======== The input
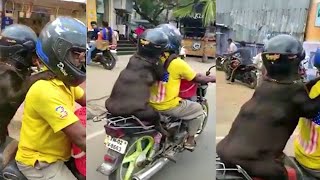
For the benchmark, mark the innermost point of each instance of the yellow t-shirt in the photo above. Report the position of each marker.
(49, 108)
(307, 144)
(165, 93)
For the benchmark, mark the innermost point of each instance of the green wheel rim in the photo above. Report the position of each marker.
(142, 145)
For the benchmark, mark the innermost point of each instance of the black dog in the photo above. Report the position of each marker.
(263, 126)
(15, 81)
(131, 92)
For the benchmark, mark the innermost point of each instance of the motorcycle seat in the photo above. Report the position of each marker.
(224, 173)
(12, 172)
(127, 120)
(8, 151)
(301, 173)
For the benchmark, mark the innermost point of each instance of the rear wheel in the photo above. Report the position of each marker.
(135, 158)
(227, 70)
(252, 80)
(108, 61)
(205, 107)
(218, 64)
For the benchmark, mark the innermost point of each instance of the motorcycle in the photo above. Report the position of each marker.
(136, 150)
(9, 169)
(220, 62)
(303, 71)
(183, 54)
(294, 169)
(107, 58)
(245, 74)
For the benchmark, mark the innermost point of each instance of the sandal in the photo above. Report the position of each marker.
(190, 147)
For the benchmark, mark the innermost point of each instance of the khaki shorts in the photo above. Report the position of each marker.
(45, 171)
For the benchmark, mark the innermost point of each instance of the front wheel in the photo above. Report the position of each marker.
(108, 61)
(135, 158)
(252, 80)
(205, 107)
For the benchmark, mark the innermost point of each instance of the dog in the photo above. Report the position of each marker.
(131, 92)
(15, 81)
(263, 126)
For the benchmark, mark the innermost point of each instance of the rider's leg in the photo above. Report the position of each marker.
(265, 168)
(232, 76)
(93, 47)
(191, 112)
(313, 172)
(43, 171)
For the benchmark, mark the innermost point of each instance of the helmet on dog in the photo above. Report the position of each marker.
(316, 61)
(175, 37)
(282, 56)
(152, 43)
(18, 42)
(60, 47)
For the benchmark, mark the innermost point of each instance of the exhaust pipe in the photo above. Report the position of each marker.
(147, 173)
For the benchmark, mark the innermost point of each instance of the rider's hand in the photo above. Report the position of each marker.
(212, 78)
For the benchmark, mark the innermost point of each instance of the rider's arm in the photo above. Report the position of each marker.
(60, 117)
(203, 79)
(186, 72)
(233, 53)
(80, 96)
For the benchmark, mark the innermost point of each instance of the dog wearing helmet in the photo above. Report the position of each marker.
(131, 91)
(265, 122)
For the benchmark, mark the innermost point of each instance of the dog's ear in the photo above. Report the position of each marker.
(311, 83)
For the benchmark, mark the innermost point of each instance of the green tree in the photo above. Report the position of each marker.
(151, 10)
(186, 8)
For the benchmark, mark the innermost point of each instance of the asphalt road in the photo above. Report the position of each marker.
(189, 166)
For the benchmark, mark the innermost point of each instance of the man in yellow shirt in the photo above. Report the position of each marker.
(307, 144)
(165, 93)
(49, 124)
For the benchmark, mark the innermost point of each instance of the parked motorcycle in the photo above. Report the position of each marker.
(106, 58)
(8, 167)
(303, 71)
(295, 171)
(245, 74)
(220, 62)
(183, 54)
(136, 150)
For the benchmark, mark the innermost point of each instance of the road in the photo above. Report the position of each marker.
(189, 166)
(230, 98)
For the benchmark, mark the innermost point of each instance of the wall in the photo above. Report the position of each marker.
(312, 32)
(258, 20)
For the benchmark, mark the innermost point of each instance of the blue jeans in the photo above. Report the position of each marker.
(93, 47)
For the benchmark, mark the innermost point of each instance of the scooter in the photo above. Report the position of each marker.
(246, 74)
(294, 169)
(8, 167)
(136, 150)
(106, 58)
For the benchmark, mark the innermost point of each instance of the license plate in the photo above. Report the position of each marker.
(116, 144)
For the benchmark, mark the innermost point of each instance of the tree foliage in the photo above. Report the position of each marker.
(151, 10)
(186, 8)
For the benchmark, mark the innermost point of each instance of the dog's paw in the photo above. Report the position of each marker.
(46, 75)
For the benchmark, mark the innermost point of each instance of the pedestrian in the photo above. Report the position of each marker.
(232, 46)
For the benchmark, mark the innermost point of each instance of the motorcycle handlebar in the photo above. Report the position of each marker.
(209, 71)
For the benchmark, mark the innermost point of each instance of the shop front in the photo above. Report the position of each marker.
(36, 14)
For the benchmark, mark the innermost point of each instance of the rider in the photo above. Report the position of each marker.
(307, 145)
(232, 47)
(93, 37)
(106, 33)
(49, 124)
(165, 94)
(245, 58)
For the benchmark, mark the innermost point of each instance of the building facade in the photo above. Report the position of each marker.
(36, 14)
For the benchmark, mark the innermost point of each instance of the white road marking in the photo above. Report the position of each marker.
================
-- Given instruction --
Revise all the entries above so that each "innermost" becomes "central" and everything else stays the same. Leave out the pictures.

-- Full answer --
For the benchmark, mark the central point of each instance of the yellow t-shirt in the photo above. Report the position of each marker.
(49, 108)
(307, 144)
(165, 93)
For the benchmark, mark the central point of each instance of the green wheel rim in the photo above. Report the position of each marker.
(142, 145)
For the benchmark, mark the central point of each instance of the black dog in the photo above. Report the position of each marker.
(263, 126)
(15, 81)
(131, 92)
For the benchmark, mark the central point of each instance of the motorcycle seat in the photo above. Report the position of each marker.
(224, 173)
(12, 172)
(127, 120)
(8, 151)
(301, 173)
For the benchmark, mark the central point of each instance of the rear wheel in the photo above. Report the position of each marker.
(135, 158)
(227, 70)
(252, 80)
(108, 61)
(205, 107)
(218, 64)
For the benchmark, mark the central point of each instance of the motorcycle in the photo above. Report the position of each marker.
(136, 150)
(9, 169)
(220, 62)
(303, 71)
(183, 54)
(294, 169)
(107, 58)
(245, 74)
For the benchmark, mark the central point of each instance of the sandal in the photo above. Report the position of each marker.
(190, 147)
For the benchmark, mark the central point of each instance of the khaki shorts in the photo above. Report the position of each marker.
(45, 171)
For the benchmark, mark the central point of each instance of the front wheel in the photo above. Report the position of each marker.
(108, 61)
(135, 158)
(252, 80)
(205, 107)
For the benchmark, mark the central point of each instance of the dog in the photo above. Report the position of each marker.
(131, 92)
(15, 81)
(263, 126)
For the benchmark, mark the central point of each instance of the rider's leg in the photo above. Report the position of each marker.
(265, 168)
(232, 76)
(93, 47)
(191, 112)
(313, 172)
(43, 171)
For the benchmark, mark the central point of each instance of the helmet on dog in the photo above. Report the position of each marker.
(316, 61)
(175, 37)
(282, 56)
(152, 43)
(18, 42)
(60, 47)
For the benchmark, mark the central point of each instance of the exhaust pipe in the photo above. Report the position of each marker.
(147, 173)
For the benchmark, mark the central point of each instance of the rider's hand in the photo above. Report the position of each marker.
(212, 78)
For the benchmark, mark the central point of each instance of the rider's arm in the photo above. Report the position of each marker.
(60, 117)
(203, 79)
(186, 72)
(233, 53)
(80, 96)
For the benchmark, mark the central point of each instance of the dog wearing helmet in the photo above. Report the position of each marker.
(131, 91)
(265, 122)
For the benchmark, mark the central point of each instance of the dog's ear in the photo above. Report the position of each marker.
(311, 83)
For the benchmark, mark the central point of each instance of the green tree in the photo above. Report the position of each marker.
(151, 10)
(186, 8)
For the benchmark, mark the central point of each instance of the asphalt road in the photo above. Report the position of each marker.
(189, 166)
For the benchmark, mark the central point of each instance of the man in yellow shirt in the photo above. Report the position of each marker.
(307, 144)
(165, 93)
(49, 124)
For the benchmark, mark the central point of each instance of the parked motorcycle in the photo above. Report the position of each marker.
(106, 58)
(8, 167)
(303, 71)
(295, 171)
(245, 74)
(220, 62)
(183, 54)
(136, 150)
For the benchmark, mark the central point of each instance of the road in the photo above. Report the position of each marker.
(189, 166)
(230, 98)
For the benchmark, mark the central point of each instance of the wall in the photo above. Report the position of each marker.
(312, 32)
(258, 20)
For the benchmark, mark the central point of each instance of the blue jeans in the photo above. Report the position of each marker.
(93, 47)
For the benchmark, mark the central point of each instance of the scooter in the photo above. Report the position of each marker.
(246, 74)
(294, 169)
(8, 167)
(136, 150)
(106, 58)
For the benchmark, mark the central point of each instance of the license plate in the photo above. Report the position of each marker.
(116, 144)
For the benchmark, mark the central point of each instance of the tree foliage in the photo above. Report the position of each marker.
(151, 10)
(186, 8)
For the benchmark, mark the central point of each instance of the dog's paw in the photo above. Report the position of each marker.
(46, 75)
For the benchmark, mark the central point of each instance of the pedestrian in the photo above. Report the position of each marker.
(232, 46)
For the benchmark, mark the central point of each instance of the motorcycle handlebar in the photo above. Report the position of each marker.
(209, 71)
For the benchmark, mark the central point of each instance of the shop front in the photo above. Report the position of each marker.
(36, 14)
For the benchmark, mark the central point of each instance of the rider in the photo above. Report the position of each marker.
(307, 145)
(232, 47)
(93, 37)
(106, 33)
(49, 124)
(165, 94)
(245, 58)
For the benchmark, mark the central point of each instance of the building facade in the photo above. Report the position of each marker.
(36, 14)
For the benchmark, mark the central point of each instance of the white road marking in the photo above. Report the position of each marker.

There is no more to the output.